Problem to solve
Start to finish, write out the entries exactly, leaving the pictures aside.
####
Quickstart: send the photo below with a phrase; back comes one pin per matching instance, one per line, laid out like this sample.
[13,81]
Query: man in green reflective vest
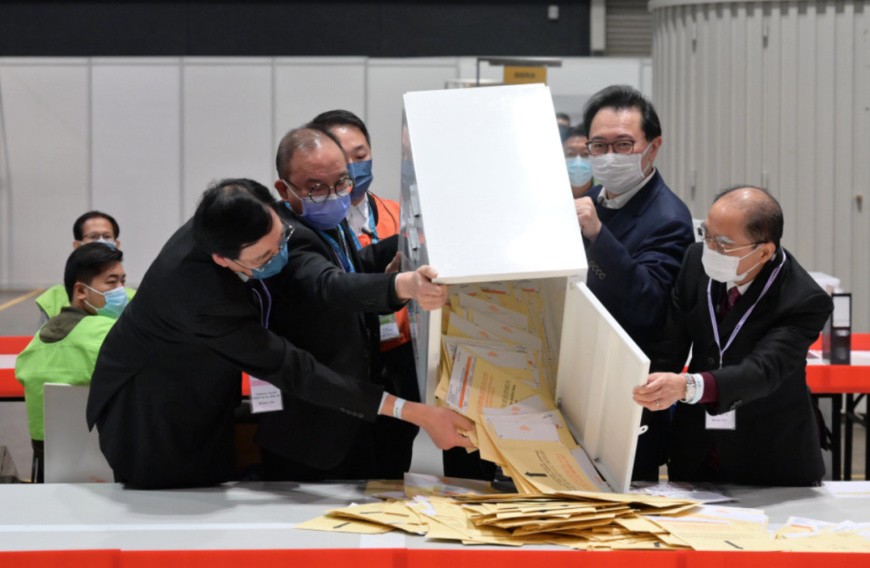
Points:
[91,227]
[65,348]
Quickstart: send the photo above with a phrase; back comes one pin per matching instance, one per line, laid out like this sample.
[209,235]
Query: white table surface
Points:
[262,516]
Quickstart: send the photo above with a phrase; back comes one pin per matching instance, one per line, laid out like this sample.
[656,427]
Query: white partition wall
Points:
[136,152]
[48,169]
[142,137]
[776,94]
[226,123]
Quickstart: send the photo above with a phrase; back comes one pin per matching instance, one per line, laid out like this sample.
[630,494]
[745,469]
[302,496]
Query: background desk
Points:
[835,382]
[98,525]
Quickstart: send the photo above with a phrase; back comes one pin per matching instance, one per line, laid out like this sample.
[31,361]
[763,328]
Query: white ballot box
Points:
[486,199]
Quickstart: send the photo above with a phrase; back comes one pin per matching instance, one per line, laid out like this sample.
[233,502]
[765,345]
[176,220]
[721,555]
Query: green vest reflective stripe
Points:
[70,360]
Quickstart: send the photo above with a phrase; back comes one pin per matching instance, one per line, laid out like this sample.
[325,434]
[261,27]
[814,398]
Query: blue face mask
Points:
[579,171]
[116,301]
[272,266]
[326,214]
[361,172]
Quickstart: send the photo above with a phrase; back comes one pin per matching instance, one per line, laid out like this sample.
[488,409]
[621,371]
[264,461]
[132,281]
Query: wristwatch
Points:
[691,388]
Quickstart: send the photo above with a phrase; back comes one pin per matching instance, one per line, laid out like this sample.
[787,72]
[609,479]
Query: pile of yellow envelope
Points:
[590,521]
[498,369]
[581,520]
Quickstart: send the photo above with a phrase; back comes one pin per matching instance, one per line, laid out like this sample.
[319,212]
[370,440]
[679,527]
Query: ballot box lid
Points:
[599,365]
[492,185]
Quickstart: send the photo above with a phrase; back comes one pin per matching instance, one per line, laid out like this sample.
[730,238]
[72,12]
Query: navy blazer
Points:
[636,257]
[763,377]
[334,316]
[168,376]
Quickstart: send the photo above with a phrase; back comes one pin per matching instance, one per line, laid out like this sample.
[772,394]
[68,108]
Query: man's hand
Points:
[590,225]
[443,425]
[418,285]
[660,391]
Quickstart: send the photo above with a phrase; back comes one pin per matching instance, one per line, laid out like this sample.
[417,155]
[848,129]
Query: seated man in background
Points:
[577,160]
[92,227]
[372,218]
[65,348]
[168,378]
[749,312]
[327,301]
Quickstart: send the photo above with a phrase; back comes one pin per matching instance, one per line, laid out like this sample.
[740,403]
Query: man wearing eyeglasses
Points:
[749,312]
[635,230]
[168,376]
[327,301]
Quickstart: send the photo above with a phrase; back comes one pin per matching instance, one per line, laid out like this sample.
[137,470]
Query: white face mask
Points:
[618,172]
[723,268]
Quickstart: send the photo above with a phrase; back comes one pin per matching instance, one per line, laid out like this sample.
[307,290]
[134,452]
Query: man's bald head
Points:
[760,212]
[305,139]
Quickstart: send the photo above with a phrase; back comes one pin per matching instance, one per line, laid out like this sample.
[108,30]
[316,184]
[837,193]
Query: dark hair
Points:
[79,225]
[623,97]
[232,214]
[330,118]
[87,262]
[304,138]
[764,221]
[576,131]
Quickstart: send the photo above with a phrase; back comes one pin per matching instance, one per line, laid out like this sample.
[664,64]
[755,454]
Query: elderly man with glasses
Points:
[635,230]
[327,301]
[749,312]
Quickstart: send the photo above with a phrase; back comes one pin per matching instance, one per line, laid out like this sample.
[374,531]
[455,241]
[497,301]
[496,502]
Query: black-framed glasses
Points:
[320,192]
[599,148]
[718,242]
[288,232]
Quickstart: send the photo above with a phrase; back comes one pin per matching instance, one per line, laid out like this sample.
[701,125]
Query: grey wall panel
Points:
[45,106]
[777,94]
[226,124]
[136,153]
[386,81]
[140,137]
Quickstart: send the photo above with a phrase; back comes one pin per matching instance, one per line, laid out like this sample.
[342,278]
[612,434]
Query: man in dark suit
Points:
[327,300]
[636,231]
[168,376]
[750,312]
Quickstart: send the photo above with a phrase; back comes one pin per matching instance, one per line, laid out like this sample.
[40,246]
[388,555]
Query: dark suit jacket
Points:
[167,379]
[632,266]
[333,315]
[636,257]
[776,440]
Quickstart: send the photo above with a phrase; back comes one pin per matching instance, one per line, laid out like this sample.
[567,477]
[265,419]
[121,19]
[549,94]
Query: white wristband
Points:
[397,408]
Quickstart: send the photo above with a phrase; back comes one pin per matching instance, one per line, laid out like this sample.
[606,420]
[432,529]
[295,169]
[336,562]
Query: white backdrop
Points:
[140,138]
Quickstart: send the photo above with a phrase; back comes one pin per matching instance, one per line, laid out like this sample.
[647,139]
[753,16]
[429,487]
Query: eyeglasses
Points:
[288,232]
[320,192]
[718,242]
[598,148]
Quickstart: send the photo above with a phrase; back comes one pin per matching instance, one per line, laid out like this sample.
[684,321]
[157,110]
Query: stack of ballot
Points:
[498,369]
[582,521]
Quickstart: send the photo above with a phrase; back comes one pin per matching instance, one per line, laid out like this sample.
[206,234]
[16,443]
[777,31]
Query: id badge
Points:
[389,327]
[727,421]
[265,397]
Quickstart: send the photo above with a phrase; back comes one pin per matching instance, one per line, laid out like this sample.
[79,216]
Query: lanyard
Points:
[745,316]
[265,307]
[372,228]
[340,255]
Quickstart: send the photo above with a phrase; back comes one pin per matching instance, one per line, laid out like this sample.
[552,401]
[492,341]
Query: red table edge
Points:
[424,558]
####
Solution to the exercise
Quickstart: send the photo below with a phrase; back comes one pin per matching instance, one per line, laid out like this sample.
[13,81]
Query: man in green reflective vest
Points:
[91,227]
[65,348]
Quickstart: send the photo above with a phrase; back comes one pin per matching instance, one per line, laid out like this sample.
[209,235]
Query: white table surface
Points:
[262,516]
Quickstart: send the photo above with a phrase; back comes one pin per matching instance, one per line, laid out like this sample.
[656,427]
Query: white partition wall
Points:
[136,152]
[48,169]
[142,137]
[776,94]
[226,123]
Quickstart: send the photo above with a phrase; back comes one pin per matching instance, one per line, laid out like this sample.
[630,494]
[745,469]
[302,496]
Query: background desk
Points:
[835,382]
[98,525]
Quickstart: send the photo above with a phrase; back comes one pin per matching instance, one per line, laid out like this sample.
[31,361]
[763,328]
Query: white ballot box
Points:
[486,199]
Quickstart: send the photo above with a phrase; back comes one pin per matching instance, one per line, laid out like this sample.
[233,502]
[765,345]
[176,220]
[721,555]
Query: green vest reflective stripe
Points:
[70,360]
Quickstart: send the photo above with a phrase; back comes one pin per matching instance, one per line, laid out like this sample.
[325,434]
[261,27]
[814,398]
Query: blue face mask
Points:
[579,171]
[116,301]
[272,266]
[326,214]
[361,172]
Quickstart: send the photo above with a phrase; back comes one pin per matching instance, one per line, laid out like this sample.
[488,409]
[621,371]
[264,461]
[132,281]
Query: wristwatch
Points:
[691,388]
Quickstart: send the photo above with a phrase; back comes one pin per matching instance, one per line, laid out like this sample.
[787,72]
[609,479]
Query: pile of yellow envelope
Points:
[590,521]
[498,369]
[581,520]
Quickstart: send the photo above with a phrase; back comes one pin per matching instance, one per line, laid out like this sample.
[319,212]
[370,440]
[679,527]
Query: ballot box lid
Points:
[599,365]
[492,185]
Quickstart: send the photo above with a phrase; back comes one pin per matching instance, one per line, laid out like this sample.
[730,238]
[72,12]
Query: navy blazer
Points:
[636,257]
[763,377]
[334,316]
[168,376]
Quickstart: send the photo above with a phrase; back comes one pin per matching instance, one per line, laid out like this sample.
[772,394]
[68,108]
Query: man's hand
Points:
[590,225]
[443,425]
[418,285]
[660,391]
Quickstart: send the photo above with a phrase; back comes one pin per matching instance, one per line, laid out like this sample.
[417,155]
[848,129]
Query: seated man in background
Points:
[577,160]
[92,227]
[372,218]
[65,348]
[168,378]
[749,312]
[327,301]
Quickstart: send the photo above with a phrase; back comes one pin per matching instance, one per line, laid out like this sample.
[740,403]
Query: man wearing eyeglasses
Points:
[749,312]
[635,230]
[168,376]
[327,301]
Quickstart: send the photo above with a phrase; back comes one pin per matching instance, one per line, laid out like this sample.
[137,470]
Query: white face mask
Points:
[618,172]
[723,268]
Quickstart: send the photo above with a phrase; back comes one pin per matching instance, one per line, laid out like this sample.
[307,290]
[134,452]
Query: man's bald head
Points:
[760,212]
[305,139]
Quickstart: send the photo above with a phrase; back comes one pin per matching instance, one per line, laid out like this sample.
[108,30]
[316,184]
[837,193]
Query: dark hair
Points:
[79,225]
[623,97]
[232,214]
[330,118]
[87,262]
[304,138]
[764,221]
[576,131]
Quickstart: send the photo above with a phrase; back comes one pin per matching instance, one per line, laid out like this sample.
[664,64]
[755,454]
Query: elderly man with glasses
Points:
[635,230]
[327,301]
[749,312]
Quickstart: send the photo above with a phrase; back comes one pin per matching instance, one per line, laid out like this sample.
[374,531]
[455,241]
[497,301]
[496,502]
Query: black-framed glasses
Points:
[320,192]
[599,148]
[718,242]
[288,232]
Quickstart: send the photo above with a phrase; back comes one pin per matching instance, one per line, laid out like this sample.
[701,125]
Query: grey wall panel
Points:
[45,106]
[777,94]
[226,124]
[136,153]
[386,81]
[140,137]
Quickstart: send the photo above with a phrase; back comes one pin per matching instance, one per line, laid out like this sample.
[342,278]
[612,434]
Query: man in dark suit
Points:
[327,300]
[636,231]
[168,376]
[750,312]
Quickstart: send the photo above with a phrase; back comes one pin per matching instance, one per line, laid out like this sample.
[40,246]
[388,555]
Query: dark suit jacket
Points:
[167,379]
[632,266]
[333,315]
[636,257]
[776,440]
Quickstart: send the photo above with a phrase; back comes one pin per matching instance, one per line, laid out like this sample.
[567,477]
[265,419]
[121,19]
[549,94]
Query: white wristband
Points:
[397,408]
Quickstart: send the photo above with a phrase; back comes one pin per matching instance, one per line, laid out like this sample.
[606,420]
[432,529]
[295,169]
[336,562]
Query: white backdrop
Points:
[140,138]
Quickstart: send the photo above with a phrase; back comes one pin per matching instance, one per line, laid out like this sample.
[647,139]
[753,16]
[429,487]
Query: eyeglasses
Points:
[288,232]
[320,192]
[718,242]
[598,148]
Quickstart: send the photo above with a phrase; back comes one pin per matching instance, one per line, laid out like this sample.
[684,321]
[157,110]
Query: stack of ballot
Points:
[498,369]
[582,521]
Quickstart: send the photo above with a phrase; back comes one pin per matching instance, one per line, laid out like this sample.
[206,234]
[16,443]
[777,31]
Query: id badge
Points:
[389,327]
[727,421]
[265,397]
Quickstart: send the photo above with a phrase; back comes one pin per matching instance, one per line, laid out like this sample.
[79,216]
Query: lanyard
Points:
[745,316]
[265,307]
[372,228]
[340,255]
Quickstart: send the photo above with a phrase; back comes one pin per matching instance, one per line, laid out like this sample.
[552,401]
[492,341]
Query: red table edge
Points:
[424,558]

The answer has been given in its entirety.